Selected text >>
━━━

East to west Nepal in a wheelchair
After surviving a deadly road accident 10 years ago, Ram Bahadur Tamang-Gole is still on the road – this time in a wheelchair.
On Wednesday he set a new Nepal record for the longest wheelchair ride, from the eastern end of Nepal to the west, a journey of 1,028km in 26 days. He braved rough patches of highway, fumes from trucks, but for him the scariest part was traversing Bardia National Park where a man-eating tiger was on the loose.
“We got a lot of help and generosity along the way, I am really happy to have completed it and hope to make even longer journeys in future,” Gole told Nepali Times at Dhangadi airport before flying back to Kathmandu.
Making Nepal accessible to all, Nepali Times
Earlier, 39-year-old Gole had done warm-ups by making trips on his wheelchair from Namo Baudha to Lumbini and from there to Bodh Gaya in India. He was accompanied by his relative, Man Bahadur Tamang.

━━━

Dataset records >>

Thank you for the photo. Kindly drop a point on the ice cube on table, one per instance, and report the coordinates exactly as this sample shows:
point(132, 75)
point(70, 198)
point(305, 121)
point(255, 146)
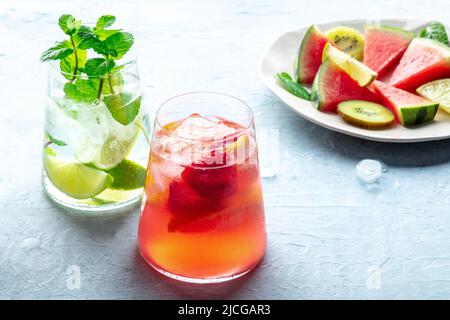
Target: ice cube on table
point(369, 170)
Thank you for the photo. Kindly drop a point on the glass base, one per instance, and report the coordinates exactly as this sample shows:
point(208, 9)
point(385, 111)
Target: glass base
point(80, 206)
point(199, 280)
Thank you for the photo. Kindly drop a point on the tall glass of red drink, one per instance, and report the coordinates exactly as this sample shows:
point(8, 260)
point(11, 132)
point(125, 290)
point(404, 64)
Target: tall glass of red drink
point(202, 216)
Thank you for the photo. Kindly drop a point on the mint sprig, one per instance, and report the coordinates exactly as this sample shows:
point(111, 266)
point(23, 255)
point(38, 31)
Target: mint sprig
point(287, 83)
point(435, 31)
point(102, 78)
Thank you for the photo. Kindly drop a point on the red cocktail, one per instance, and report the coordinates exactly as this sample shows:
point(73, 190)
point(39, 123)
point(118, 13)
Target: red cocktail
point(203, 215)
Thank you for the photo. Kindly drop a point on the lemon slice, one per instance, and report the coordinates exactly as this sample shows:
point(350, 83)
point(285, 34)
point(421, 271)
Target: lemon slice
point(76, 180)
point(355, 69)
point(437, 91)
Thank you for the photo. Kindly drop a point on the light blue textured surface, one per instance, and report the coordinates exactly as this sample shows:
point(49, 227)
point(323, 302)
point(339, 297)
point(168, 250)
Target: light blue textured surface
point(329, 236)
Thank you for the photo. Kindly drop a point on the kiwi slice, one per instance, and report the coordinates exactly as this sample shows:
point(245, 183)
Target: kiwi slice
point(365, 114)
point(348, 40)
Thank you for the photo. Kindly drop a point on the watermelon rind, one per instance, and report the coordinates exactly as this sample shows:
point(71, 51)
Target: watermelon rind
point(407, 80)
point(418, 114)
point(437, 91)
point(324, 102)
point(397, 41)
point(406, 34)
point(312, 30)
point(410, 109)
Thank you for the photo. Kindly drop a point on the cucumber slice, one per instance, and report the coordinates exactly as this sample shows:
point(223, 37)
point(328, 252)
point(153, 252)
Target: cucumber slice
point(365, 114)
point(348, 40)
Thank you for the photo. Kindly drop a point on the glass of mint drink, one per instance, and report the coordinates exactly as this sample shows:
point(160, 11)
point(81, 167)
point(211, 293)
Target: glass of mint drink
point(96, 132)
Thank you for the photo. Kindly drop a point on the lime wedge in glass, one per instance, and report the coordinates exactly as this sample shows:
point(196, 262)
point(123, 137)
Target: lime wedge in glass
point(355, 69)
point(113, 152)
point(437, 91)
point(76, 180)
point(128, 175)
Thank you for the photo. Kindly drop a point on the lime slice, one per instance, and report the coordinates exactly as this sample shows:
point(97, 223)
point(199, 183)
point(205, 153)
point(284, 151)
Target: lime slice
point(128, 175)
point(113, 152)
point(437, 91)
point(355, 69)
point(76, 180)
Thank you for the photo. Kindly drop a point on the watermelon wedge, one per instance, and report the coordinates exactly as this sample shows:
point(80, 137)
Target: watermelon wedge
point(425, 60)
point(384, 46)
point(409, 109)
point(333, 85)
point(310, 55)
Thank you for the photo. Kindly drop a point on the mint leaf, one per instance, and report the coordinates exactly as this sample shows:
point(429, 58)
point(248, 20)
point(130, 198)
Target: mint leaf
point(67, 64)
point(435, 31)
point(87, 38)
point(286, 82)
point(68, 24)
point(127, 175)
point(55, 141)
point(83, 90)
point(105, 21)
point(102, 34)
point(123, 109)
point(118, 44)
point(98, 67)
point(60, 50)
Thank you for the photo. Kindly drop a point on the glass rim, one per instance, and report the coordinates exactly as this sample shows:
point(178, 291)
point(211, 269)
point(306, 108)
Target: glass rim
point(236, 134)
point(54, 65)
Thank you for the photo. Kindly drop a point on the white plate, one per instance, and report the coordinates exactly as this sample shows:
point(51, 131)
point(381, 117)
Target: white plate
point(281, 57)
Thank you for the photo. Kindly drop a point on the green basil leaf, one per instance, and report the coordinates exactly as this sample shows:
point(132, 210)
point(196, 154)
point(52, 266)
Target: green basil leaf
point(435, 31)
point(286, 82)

━━━

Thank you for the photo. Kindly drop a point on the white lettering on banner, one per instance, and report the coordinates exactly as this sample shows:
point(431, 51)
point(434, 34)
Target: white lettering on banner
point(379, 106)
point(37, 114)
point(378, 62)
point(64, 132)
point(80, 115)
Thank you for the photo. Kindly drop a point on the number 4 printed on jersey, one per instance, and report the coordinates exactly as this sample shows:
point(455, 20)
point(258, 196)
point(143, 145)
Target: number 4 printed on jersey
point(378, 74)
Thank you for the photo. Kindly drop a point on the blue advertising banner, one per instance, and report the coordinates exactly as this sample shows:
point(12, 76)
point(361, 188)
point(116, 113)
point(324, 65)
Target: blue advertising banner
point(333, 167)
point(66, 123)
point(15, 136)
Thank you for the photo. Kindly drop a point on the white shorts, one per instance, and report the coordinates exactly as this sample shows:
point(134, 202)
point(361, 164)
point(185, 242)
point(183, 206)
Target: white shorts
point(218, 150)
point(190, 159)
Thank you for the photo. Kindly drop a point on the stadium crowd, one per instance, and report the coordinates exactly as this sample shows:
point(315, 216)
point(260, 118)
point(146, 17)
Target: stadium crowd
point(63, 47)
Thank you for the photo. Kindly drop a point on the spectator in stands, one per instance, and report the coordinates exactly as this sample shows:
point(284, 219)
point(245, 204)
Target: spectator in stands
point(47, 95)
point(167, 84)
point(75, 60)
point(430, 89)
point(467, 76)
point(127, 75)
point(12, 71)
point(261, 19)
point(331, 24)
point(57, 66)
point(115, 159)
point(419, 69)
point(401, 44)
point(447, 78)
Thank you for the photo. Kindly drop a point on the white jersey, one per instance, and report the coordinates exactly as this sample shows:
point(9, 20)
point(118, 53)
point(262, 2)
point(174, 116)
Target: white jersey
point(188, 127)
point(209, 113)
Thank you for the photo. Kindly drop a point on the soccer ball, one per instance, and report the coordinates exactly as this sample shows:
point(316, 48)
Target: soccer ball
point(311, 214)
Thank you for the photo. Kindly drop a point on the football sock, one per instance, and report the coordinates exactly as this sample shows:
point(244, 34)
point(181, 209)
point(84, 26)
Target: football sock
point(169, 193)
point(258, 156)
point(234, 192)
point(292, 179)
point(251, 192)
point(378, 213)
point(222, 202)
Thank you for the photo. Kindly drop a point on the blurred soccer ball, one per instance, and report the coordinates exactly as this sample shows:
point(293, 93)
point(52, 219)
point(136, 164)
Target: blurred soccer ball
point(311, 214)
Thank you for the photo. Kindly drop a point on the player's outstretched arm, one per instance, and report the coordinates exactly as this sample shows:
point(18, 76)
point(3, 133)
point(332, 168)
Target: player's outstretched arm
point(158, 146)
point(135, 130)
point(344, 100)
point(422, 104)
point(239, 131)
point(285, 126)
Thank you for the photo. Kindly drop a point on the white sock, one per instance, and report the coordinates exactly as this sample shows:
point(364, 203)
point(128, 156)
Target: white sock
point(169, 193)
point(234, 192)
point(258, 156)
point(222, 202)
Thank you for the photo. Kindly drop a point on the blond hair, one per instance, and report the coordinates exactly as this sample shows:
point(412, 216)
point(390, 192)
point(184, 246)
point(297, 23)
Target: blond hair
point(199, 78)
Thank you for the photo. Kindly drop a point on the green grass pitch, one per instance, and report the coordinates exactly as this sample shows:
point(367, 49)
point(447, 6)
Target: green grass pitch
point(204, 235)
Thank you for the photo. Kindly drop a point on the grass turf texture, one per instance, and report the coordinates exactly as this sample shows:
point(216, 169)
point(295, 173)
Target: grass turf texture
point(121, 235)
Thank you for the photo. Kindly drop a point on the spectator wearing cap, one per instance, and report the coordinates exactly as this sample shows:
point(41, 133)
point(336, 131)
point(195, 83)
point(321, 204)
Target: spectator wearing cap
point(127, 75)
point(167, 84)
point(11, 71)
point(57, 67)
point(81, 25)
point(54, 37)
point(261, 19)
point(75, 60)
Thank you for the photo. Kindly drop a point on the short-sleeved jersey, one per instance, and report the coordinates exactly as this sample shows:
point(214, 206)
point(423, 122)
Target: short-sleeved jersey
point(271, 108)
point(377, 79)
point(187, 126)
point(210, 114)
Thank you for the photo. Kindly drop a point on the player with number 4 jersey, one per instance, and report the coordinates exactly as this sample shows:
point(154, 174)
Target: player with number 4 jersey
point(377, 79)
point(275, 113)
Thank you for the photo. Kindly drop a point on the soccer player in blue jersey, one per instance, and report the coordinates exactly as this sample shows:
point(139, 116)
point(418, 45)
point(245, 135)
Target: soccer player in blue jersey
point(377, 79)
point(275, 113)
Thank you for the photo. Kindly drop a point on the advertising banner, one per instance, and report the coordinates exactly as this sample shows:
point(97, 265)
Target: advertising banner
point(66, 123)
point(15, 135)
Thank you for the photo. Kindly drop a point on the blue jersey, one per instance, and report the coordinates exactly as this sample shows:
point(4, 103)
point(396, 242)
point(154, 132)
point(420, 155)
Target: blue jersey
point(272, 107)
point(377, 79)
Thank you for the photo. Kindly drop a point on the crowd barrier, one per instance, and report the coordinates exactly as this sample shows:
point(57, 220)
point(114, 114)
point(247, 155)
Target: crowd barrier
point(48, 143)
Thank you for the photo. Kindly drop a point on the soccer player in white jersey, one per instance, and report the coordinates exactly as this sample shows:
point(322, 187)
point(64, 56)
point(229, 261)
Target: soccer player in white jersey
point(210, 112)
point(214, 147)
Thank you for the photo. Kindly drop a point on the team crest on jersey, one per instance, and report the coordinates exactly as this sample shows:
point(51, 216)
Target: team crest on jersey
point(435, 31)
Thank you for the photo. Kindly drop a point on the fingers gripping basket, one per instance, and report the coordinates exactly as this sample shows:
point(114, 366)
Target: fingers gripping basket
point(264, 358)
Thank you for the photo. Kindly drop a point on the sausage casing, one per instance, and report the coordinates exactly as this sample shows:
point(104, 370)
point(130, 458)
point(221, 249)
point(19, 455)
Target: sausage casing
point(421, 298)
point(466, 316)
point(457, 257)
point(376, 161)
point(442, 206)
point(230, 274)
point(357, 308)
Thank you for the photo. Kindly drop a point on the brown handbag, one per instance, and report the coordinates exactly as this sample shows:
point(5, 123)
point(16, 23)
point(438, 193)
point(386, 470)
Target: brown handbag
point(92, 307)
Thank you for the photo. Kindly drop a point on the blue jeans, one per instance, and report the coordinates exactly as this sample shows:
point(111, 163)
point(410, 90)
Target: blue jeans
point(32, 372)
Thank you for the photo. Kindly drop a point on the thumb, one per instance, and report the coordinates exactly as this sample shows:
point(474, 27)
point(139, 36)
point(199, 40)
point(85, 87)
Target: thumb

━━━

Explore the material >>
• A. From the article on the wheelchair journey across Nepal, reproduce the part that opens with the words containing "On Wednesday he" and closes with "Man Bahadur Tamang.".
• B. According to the article on the wheelchair journey across Nepal, why was crossing Bardia National Park the most frightening part of the ride? Answer in one to three sentences.

Task responses >>
• A.
On Wednesday he set a new Nepal record for the longest wheelchair ride, from the eastern end of Nepal to the west, a journey of 1,028km in 26 days. He braved rough patches of highway, fumes from trucks, but for him the scariest part was traversing Bardia National Park where a man-eating tiger was on the loose.
“We got a lot of help and generosity along the way, I am really happy to have completed it and hope to make even longer journeys in future,” Gole told Nepali Times at Dhangadi airport before flying back to Kathmandu.
Making Nepal accessible to all, Nepali Times
Earlier, 39-year-old Gole had done warm-ups by making trips on his wheelchair from Namo Baudha to Lumbini and from there to Bodh Gaya in India. He was accompanied by his relative, Man Bahadur Tamang.

• B. Crossing Bardia National Park was the most frightening part because a man-eating tiger was on the loose there.